ESERCIZIO PROPOSTO A => In base all'estratto sulla detrazione del 55%, spiega perché un'interruzione della misura al 31 dicembre non darebbe un vantaggio immediato ai conti pubblici. Rispondi in una-tre frasi.

Come spiega a Qualenergia.it Giampaolo Valentini, responsabile del settore efficienza energetica per l’Enea, le prospettive per una proroga dell’incentivo oltre il 31 dicembre 2010 sono scarse: “il Ministero dello Sviluppo Economico, come confermato pubblicamente dal sottosegretario Stefano Saglia, è favorevole a rinnovare la misura, ma quello dell’Economia è più propenso a far morire l’incentivo, considerato troppo oneroso”. I conti del Cresme però potrebbero far riflettere Tremonti e colleghi.

Vi si mettono sui due piatti della bilancia costi e benefici economici della detrazione del 55%. Ne esce, come anticipato, che i vantaggi per il sistema paese – anche ilmitandosi a quelli più facilmente quantificabili – superano di diversi miliardi di euro le mancate entrate. Se la misura venisse interrotta il prossimo 31 dicembre, inoltre, paradossalmente, i conti pubblici non ne trarrebbero vantaggio immediato, anzi, ci rimetterebbero: lo Stato pur continuando a pagare (essendo la detrazione spalmata su 5 anni) infatti non godrebbe più di alcune entrate legate alla misura, come ad esempio le tasse sul reddito di tutti quelli che lavoravano grazie all’incentivo e  l’Iva derivante dagli interventi.

Ma vediamo qualche numero dallo studio Cresme: l’onere a carico dello Stato della misura per il periodo 2007-2010 viene stimato in 6.446 milioni di euro (il 55% del fatturato mosso è pari 11.720 mln€) . Sull’altro piatto della bilancia le entrate aggiuntive per l’erario, cioè tasse riscosse legate agli interventi incentivati, sono 3.310 milioni. Vi si aggiunga poi un beneficio per il sistema Paese di 3.800 milioni dato dall’aumento di valore che i lavori incentivati danno al patrimonio immobiliare. Terza voce, un risparmio sulla bolletta energetica di circa 3.200 milioni: “un dato, quest’ultimo, ampiamente sottostimato, perché calcolato solo su 8 anni, mentre gli effetti degli interventi durano molto di più, e senza contare che il prezzo dei combustibili fossili è destinato a crescere”, puntualizza Valentini

“A questi benefici – continua – ne andrebbero aggiunti diversi altri, esclusi dallo studio Cresme perché più difficili da quantificare: sostegno all’occupazione, emersione dell’economia sommersa, spinta all’innovazione“. Li tratterà un altro studio al quale l’Enea sta lavorando, ma di cui Valentini ci anticipa qualcosa : “in diversi settori l’occupazione è cresciuta o ha tenuto grazie all’incentivo. Molte nuove aziende sono state create, anche da giovani, proprio grazie alla misura. Sono poi nati  nuovi mercati, come quello delle caldaie a condensazione”.

Altra voce non secondaria che manca ancora dal bilancio, le emissioni che gli interventi incentivati consentono di evitare e che potrebbero tradursi in un risparmio sulle multe miliardarie che attendono il nostro paese qualora (come sta accadendo) non raggiunga gli obiettivi in materia di emissioni del protocollo di Kyoto e quelli europei al 2020 su gas serra, efficienza energetica e rinnovabili.

[Voci di dati memorizzate]

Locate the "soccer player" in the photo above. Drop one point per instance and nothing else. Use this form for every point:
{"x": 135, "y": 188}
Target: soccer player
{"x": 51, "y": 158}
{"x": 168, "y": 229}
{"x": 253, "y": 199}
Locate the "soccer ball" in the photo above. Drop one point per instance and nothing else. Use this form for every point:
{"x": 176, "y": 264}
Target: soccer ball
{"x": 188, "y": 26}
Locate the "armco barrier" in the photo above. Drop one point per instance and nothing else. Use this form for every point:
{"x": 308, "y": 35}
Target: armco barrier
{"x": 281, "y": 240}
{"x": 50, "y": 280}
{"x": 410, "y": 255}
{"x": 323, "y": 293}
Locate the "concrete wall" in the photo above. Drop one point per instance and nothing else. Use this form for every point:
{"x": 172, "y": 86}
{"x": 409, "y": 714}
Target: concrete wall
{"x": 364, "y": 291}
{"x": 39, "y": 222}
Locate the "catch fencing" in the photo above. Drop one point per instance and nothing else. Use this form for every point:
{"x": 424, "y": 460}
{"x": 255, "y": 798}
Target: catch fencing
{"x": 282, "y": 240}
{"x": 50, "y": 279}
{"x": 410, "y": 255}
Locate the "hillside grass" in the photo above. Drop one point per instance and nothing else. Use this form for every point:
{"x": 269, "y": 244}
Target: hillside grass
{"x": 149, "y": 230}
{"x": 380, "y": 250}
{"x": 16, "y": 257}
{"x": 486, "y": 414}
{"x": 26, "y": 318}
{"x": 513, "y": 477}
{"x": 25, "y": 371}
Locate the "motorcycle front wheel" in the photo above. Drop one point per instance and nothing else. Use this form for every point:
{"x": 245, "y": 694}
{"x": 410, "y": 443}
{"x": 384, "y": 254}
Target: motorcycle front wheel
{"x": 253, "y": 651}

ESERCIZIO PROPOSTO B => Elenca tutte le righe delle voci sopra che contengono la stringa "Target".

RISPOSTA A => Lo Stato continuerebbe a pagare la detrazione, che è spalmata su 5 anni, ma non godrebbe più di alcune entrate legate alla misura. Tra queste figurano le tasse sul reddito di chi lavorava grazie all'incentivo e l'Iva derivante dagli interventi.

RISPOSTA B =>
Target: soccer player
Target: soccer ball
Target: armco barrier
Target: concrete wall
Target: catch fencing
Target: hillside grass
Target: motorcycle front wheel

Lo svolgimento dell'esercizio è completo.